== GIVEN PASSAGE

Note: ask really good questions because even the hypocrites pray and make sure to verify the info by asking about him through his family and friends. See what is known about him in society.
If you’re now pleased with his deen, it’s time to see whether your goals and values align. I categorized some questions for you, try to weave them in while talking.
After all, this isn’t a job interview, but an evaluation what he is like, his attitude, do you like the way he phrases things? So on and forth. That said, it’s okay to take a couple notes but focus on talking to him because you want to find out whether you vibe together.
Personal interest:
- Could you tell me about your work?
- Do you have any plans on starting your own business/expanding it?
- What makes you happy?
- If your day hasn’t been the best, how do you cheer yourself up?
- What are your hobbies? Do you do any sports?
- Ask follow up questions and also tell him little things about yourself
Personality:
- How do you express gratitude?
- How do you deal with anger, stress or frustration? How quick are you to anger?
- Are you a forgiving person? How can someone regain your trust?

====
== DATASET EXCERPTS

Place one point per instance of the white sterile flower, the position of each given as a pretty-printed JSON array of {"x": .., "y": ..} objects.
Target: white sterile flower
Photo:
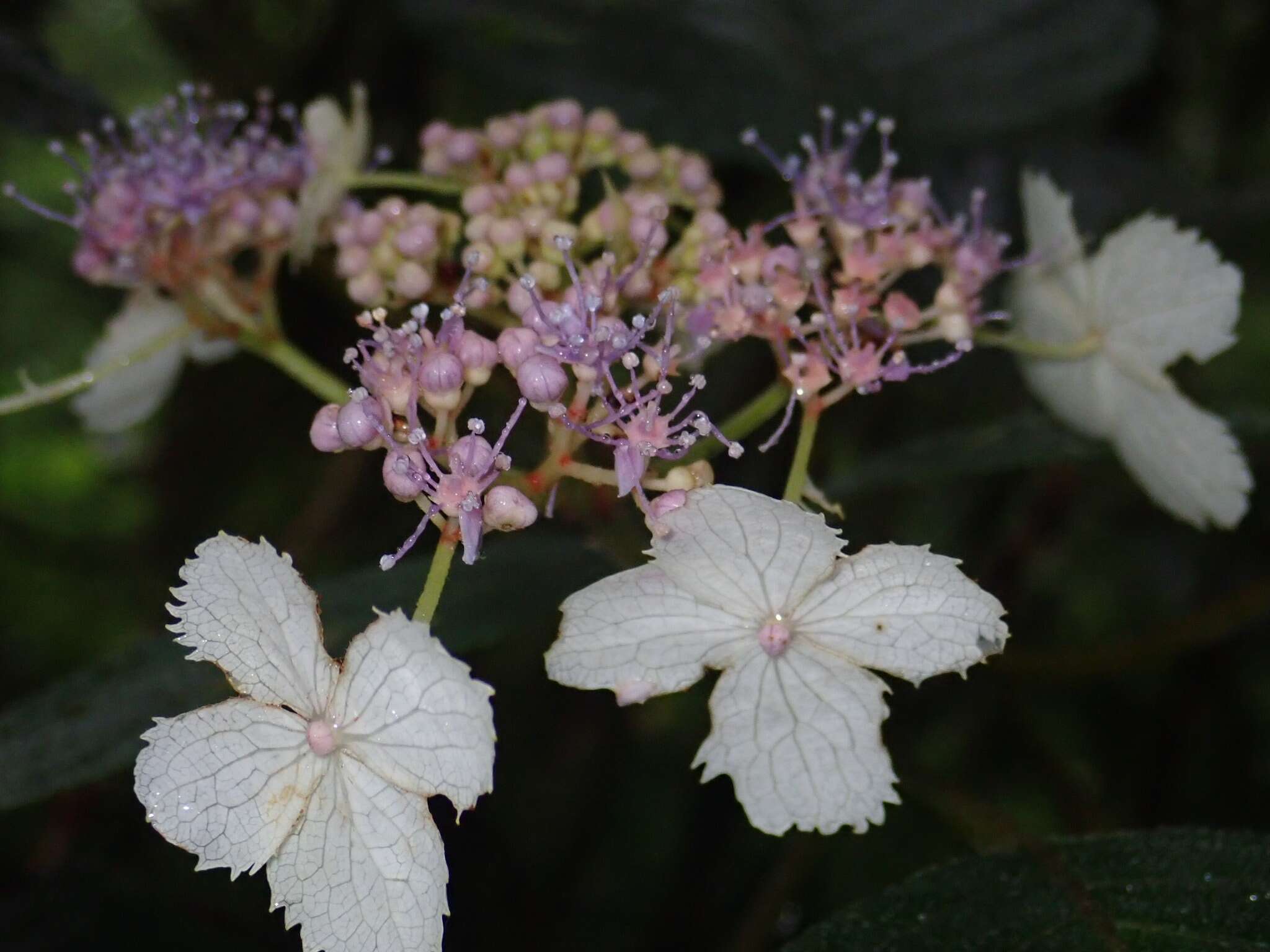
[
  {"x": 153, "y": 337},
  {"x": 321, "y": 771},
  {"x": 760, "y": 589},
  {"x": 1150, "y": 296},
  {"x": 338, "y": 148}
]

====

▶ TASK REQUIREMENTS
Write out the text above about evaluating a prospective husband word for word, from start to finish.

▶ YOUR SOLUTION
Note: ask really good questions because even the hypocrites pray and make sure to verify the info by asking about him through his family and friends. See what is known about him in society.
If you’re now pleased with his deen, it’s time to see whether your goals and values align. I categorized some questions for you, try to weave them in while talking.
After all, this isn’t a job interview, but an evaluation what he is like, his attitude, do you like the way he phrases things? So on and forth. That said, it’s okay to take a couple notes but focus on talking to him because you want to find out whether you vibe together.
Personal interest:
- Could you tell me about your work?
- Do you have any plans on starting your own business/expanding it?
- What makes you happy?
- If your day hasn’t been the best, how do you cheer yourself up?
- What are your hobbies? Do you do any sports?
- Ask follow up questions and also tell him little things about yourself
Personality:
- How do you express gratitude?
- How do you deal with anger, stress or frustration? How quick are you to anger?
- Are you a forgiving person? How can someone regain your trust?